• [INSTRUCTIONS TO FOLLOW]:
Reproduce the listing in full. Keep every character unchanged.

• [PROVIDED DATA]:
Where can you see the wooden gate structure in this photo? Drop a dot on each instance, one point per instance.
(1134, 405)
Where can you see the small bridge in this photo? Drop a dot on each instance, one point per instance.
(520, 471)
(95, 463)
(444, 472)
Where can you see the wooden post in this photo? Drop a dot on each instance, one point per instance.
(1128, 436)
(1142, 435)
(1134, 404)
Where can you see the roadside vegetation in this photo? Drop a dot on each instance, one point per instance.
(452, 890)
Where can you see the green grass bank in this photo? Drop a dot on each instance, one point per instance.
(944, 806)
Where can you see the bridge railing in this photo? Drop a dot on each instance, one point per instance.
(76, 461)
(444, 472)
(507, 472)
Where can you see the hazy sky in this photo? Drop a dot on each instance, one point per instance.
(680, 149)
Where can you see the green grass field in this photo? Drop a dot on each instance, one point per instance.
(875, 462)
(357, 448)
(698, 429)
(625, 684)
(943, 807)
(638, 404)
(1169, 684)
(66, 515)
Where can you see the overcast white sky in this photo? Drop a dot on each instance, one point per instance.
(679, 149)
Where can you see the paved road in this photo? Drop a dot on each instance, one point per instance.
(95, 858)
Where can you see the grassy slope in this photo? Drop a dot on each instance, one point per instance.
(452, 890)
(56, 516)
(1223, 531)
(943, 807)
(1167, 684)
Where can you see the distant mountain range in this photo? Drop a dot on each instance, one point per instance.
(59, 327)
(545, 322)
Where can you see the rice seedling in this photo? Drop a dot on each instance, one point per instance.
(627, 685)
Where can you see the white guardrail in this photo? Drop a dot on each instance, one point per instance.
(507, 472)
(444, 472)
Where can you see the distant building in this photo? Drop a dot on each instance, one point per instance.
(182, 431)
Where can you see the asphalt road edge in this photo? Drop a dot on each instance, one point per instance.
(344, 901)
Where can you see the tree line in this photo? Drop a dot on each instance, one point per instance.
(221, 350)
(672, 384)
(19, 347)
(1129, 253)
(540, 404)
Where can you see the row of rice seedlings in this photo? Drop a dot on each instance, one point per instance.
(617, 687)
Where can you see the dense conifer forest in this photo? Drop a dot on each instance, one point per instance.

• [YOUR RESPONSE]:
Where can you see the wooden gate structure in this photo? Drop a dot on each instance, one point per instance.
(1134, 405)
Where can you see the small bridge in this photo? Drop a dot on each instance, one point per instance.
(520, 471)
(95, 463)
(444, 472)
Where can you see the wooden post in this photo? Drop a dot on each instance, one point per instance.
(1128, 436)
(1142, 435)
(1134, 404)
Where can you see the roadside vegetation in this photo? Drop a dot on each instance, one point per instance.
(452, 890)
Where can you see the green grass bank in this photo? Drop a dot on each instance, one point per instance.
(944, 806)
Where can you see the bridge railing in this photo? Drop a dot on each instance, one point per instance.
(76, 461)
(444, 472)
(507, 472)
Where can you see the hazy sky in this photo? Drop a dot on each instance, one point per instance.
(680, 149)
Where can you see the green grass field in this photo? Drop a dot on each instance, one point per instance.
(875, 462)
(357, 448)
(698, 429)
(625, 684)
(943, 807)
(638, 404)
(1169, 684)
(66, 515)
Where can you see the overcast white sky in this photo? Drop a dot on each instance, one point per instance.
(679, 149)
Where can you see the paved road in this photo? Drop a dot on each instance, one point per instance.
(95, 858)
Where can you see the grassy slope in this photo? Drop a dot on each instance, one point per instance.
(452, 890)
(56, 516)
(1223, 531)
(943, 807)
(1167, 684)
Where can you see the distant mountain range in this photo? Drop a dot on each instance, one point per instance.
(59, 327)
(545, 322)
Where can you see the rice seedling in this photo? Drop a dot on each instance, one point per instance.
(627, 685)
Where can you see the white guardrail in this photo? Drop a dot on each instance, one point per instance.
(507, 472)
(444, 472)
Where can you see the distant building in this photo? Drop a dot on each instance, one point per instance.
(182, 431)
Where can you see the asphalt road edge in this photo? Drop a dot on each instance, one point per instance.
(344, 901)
Where can you see the tree line in this photo? Drop a dot on each instance, one point per instance.
(221, 350)
(672, 384)
(19, 347)
(1129, 253)
(540, 404)
Where can you see the row of rice seedlings in this photo? Drop a dot on each instance, one point per instance.
(617, 687)
Where can you see the dense conifer forest in this photo? Drop a dot on each instance, one point per instance.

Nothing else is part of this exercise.